(Beginning of Data for processing)

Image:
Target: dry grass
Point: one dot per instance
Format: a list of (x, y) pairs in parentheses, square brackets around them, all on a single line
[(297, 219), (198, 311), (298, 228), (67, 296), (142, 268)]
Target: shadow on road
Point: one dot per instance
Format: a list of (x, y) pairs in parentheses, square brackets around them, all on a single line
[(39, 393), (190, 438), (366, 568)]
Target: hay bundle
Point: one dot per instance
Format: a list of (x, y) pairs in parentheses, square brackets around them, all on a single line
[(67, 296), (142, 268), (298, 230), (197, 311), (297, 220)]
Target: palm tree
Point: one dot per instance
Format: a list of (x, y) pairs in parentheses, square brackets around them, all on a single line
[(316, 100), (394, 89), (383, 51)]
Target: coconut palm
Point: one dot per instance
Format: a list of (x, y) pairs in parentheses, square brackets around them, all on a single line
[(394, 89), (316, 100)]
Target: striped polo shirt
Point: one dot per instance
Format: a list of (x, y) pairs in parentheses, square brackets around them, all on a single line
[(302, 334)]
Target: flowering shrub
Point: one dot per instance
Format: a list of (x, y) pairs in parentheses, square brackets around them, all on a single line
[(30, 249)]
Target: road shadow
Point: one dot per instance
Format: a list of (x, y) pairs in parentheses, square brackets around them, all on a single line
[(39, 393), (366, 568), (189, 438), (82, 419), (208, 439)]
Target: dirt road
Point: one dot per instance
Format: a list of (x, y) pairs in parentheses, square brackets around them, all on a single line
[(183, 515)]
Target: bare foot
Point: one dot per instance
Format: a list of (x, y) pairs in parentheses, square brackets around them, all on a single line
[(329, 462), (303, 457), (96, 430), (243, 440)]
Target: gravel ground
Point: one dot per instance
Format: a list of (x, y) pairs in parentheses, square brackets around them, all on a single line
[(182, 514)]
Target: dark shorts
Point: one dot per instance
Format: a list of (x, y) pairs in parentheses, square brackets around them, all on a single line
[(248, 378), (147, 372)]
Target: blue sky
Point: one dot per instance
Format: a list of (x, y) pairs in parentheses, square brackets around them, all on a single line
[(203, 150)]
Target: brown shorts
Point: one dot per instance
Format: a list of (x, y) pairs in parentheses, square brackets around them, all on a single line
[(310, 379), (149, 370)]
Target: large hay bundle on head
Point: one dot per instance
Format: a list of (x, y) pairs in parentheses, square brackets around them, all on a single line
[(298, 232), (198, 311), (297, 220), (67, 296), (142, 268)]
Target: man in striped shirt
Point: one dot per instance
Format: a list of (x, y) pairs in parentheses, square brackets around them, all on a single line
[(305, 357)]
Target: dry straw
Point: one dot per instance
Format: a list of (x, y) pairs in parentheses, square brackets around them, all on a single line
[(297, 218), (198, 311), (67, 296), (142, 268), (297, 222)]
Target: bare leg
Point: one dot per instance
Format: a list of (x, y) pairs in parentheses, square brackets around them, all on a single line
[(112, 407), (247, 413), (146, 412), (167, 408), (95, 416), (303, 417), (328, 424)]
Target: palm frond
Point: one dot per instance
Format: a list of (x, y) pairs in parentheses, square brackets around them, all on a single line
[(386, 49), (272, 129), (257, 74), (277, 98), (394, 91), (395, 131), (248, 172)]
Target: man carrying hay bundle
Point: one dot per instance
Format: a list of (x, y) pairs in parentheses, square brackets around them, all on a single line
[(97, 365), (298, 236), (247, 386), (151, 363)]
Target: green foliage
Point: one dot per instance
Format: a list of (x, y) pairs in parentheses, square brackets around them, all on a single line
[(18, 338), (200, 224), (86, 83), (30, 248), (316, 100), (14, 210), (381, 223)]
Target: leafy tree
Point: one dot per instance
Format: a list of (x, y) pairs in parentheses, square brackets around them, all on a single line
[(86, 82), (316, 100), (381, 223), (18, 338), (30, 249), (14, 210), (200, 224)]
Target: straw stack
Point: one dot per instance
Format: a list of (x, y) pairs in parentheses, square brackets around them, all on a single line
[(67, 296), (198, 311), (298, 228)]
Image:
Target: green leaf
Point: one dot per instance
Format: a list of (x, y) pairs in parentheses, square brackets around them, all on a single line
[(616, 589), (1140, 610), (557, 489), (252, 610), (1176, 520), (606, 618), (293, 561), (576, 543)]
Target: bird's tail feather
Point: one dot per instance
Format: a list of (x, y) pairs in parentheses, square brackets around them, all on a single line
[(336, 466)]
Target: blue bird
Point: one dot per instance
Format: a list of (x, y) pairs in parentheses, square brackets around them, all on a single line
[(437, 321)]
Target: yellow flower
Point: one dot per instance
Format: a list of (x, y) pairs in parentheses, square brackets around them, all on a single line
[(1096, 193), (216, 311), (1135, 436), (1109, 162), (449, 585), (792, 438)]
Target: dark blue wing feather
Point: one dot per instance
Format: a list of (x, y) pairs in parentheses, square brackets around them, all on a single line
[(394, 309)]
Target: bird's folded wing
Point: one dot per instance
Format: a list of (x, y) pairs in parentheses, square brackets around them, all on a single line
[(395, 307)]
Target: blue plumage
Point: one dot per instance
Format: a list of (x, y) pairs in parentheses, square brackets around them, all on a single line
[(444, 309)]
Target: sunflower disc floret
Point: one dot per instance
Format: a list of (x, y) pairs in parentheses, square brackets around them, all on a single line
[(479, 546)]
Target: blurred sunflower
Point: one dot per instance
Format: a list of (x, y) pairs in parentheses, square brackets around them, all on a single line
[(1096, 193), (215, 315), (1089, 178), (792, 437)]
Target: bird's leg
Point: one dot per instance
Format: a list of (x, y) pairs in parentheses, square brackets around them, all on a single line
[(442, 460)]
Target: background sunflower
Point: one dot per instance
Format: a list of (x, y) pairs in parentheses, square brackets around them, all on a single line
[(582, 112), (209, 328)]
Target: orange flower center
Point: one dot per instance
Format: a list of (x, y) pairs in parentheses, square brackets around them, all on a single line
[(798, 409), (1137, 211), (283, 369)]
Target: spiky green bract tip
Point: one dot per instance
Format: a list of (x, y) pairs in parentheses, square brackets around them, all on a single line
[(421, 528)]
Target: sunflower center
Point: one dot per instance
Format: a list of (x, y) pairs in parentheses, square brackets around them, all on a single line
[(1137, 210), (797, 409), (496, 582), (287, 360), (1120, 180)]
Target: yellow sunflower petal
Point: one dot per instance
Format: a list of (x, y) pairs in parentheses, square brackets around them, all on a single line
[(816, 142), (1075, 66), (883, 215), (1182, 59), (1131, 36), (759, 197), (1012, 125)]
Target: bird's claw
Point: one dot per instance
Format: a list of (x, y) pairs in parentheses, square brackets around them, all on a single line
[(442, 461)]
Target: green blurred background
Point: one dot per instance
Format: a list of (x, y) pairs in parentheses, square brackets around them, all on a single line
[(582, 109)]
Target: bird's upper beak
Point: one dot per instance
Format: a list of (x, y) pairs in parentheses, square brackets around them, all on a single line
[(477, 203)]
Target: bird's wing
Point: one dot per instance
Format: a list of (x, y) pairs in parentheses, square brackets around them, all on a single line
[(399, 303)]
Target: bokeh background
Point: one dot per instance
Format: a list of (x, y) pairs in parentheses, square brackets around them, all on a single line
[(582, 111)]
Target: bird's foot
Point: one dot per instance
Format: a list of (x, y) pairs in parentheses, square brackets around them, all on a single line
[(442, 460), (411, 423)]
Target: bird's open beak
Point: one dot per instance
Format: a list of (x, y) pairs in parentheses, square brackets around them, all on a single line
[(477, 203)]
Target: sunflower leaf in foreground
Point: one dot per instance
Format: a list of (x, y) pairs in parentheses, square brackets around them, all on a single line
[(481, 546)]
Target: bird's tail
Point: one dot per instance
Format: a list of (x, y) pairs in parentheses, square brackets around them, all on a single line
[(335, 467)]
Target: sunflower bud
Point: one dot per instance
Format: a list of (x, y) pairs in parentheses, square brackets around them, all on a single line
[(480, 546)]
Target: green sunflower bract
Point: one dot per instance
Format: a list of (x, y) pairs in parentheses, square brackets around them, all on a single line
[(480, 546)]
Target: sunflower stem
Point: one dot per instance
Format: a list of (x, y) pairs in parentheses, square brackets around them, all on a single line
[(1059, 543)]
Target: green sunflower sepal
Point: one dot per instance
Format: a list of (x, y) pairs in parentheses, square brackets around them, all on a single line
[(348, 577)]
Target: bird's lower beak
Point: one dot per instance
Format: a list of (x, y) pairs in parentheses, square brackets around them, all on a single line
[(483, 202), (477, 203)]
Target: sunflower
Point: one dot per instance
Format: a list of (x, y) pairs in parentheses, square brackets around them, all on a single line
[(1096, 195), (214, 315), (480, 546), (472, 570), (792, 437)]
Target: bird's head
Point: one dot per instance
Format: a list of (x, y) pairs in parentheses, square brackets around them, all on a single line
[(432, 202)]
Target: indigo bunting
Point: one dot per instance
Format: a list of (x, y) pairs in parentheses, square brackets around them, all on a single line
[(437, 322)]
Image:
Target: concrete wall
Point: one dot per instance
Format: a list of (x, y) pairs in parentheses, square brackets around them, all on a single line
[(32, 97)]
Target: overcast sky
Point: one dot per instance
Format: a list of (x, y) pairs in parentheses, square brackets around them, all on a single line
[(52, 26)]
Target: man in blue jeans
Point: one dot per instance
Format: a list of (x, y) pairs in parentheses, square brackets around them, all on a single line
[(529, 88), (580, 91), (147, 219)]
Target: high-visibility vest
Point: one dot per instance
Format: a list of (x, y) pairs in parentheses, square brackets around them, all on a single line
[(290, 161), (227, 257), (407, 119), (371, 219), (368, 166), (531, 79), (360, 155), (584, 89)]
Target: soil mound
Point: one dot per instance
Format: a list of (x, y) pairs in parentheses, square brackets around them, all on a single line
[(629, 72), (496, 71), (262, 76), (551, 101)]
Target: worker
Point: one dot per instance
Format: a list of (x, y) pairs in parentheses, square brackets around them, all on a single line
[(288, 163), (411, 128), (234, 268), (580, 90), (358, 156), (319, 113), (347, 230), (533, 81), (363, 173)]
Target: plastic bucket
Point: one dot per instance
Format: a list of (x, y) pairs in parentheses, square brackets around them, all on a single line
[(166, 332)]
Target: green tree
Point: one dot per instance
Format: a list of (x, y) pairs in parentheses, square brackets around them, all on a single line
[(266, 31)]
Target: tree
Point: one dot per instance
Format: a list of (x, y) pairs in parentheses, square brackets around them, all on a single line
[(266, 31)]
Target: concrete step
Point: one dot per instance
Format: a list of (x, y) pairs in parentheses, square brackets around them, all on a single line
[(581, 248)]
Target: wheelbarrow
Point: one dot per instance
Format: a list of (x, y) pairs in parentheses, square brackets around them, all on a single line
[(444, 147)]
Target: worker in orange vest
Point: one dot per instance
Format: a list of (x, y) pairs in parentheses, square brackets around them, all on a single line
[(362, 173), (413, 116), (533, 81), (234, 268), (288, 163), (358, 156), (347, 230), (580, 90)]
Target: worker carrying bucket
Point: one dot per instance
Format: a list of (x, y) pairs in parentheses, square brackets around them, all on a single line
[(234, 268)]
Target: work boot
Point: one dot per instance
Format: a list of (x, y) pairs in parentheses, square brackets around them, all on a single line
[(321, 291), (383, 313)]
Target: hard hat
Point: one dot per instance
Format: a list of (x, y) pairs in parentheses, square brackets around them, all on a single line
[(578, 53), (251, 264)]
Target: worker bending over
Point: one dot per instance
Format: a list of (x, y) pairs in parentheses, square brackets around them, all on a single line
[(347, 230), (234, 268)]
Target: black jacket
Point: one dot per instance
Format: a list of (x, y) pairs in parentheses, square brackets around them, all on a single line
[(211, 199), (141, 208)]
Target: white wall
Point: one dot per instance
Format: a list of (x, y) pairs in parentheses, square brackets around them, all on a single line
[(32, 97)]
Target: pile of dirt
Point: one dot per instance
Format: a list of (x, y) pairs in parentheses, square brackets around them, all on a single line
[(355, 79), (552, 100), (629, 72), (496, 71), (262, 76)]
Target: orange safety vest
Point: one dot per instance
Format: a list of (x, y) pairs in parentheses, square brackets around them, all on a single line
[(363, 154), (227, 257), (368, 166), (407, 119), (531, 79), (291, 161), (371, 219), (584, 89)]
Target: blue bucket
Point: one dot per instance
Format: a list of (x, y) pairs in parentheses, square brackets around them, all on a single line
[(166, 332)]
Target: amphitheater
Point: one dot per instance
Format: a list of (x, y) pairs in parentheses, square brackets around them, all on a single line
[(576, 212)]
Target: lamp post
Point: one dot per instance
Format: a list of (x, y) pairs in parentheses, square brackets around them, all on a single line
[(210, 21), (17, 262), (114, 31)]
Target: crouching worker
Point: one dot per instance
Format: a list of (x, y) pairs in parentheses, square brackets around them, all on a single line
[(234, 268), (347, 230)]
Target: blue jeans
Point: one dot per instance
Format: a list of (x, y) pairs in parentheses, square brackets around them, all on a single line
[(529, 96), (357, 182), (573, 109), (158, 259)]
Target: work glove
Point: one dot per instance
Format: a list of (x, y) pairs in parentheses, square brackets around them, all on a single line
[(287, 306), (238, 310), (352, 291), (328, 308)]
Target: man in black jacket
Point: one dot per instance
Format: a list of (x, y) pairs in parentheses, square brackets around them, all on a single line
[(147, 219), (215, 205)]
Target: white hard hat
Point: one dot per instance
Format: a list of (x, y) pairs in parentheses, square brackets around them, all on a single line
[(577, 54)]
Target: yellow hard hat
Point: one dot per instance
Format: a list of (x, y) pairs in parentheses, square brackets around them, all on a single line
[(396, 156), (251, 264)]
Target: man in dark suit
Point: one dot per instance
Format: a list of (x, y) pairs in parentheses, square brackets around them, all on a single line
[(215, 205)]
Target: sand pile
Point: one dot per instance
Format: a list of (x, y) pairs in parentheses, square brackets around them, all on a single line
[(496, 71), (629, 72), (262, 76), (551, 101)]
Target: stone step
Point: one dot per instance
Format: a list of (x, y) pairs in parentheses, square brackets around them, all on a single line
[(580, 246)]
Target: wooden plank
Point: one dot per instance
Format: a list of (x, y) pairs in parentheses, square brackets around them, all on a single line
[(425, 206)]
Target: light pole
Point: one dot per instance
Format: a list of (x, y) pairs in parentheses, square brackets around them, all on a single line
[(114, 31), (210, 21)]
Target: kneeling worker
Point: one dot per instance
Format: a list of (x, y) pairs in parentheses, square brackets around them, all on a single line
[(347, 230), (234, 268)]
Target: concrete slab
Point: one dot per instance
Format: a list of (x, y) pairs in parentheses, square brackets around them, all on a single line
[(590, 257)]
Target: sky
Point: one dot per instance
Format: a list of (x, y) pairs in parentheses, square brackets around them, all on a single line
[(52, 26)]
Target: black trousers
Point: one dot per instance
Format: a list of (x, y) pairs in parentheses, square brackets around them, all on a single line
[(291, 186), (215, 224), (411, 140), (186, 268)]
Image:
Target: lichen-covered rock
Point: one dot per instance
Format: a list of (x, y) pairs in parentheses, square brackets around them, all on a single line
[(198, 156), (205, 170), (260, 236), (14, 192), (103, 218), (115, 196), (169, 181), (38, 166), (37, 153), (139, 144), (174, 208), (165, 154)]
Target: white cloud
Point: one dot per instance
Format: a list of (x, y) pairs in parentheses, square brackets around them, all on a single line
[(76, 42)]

(End of Data for processing)

Exercise directions
Working through the records, find each line containing the word "vest" and copy it.

Solution to the exercise
Target: high-visibility vest
Target: worker in orange vest
Target: orange safety vest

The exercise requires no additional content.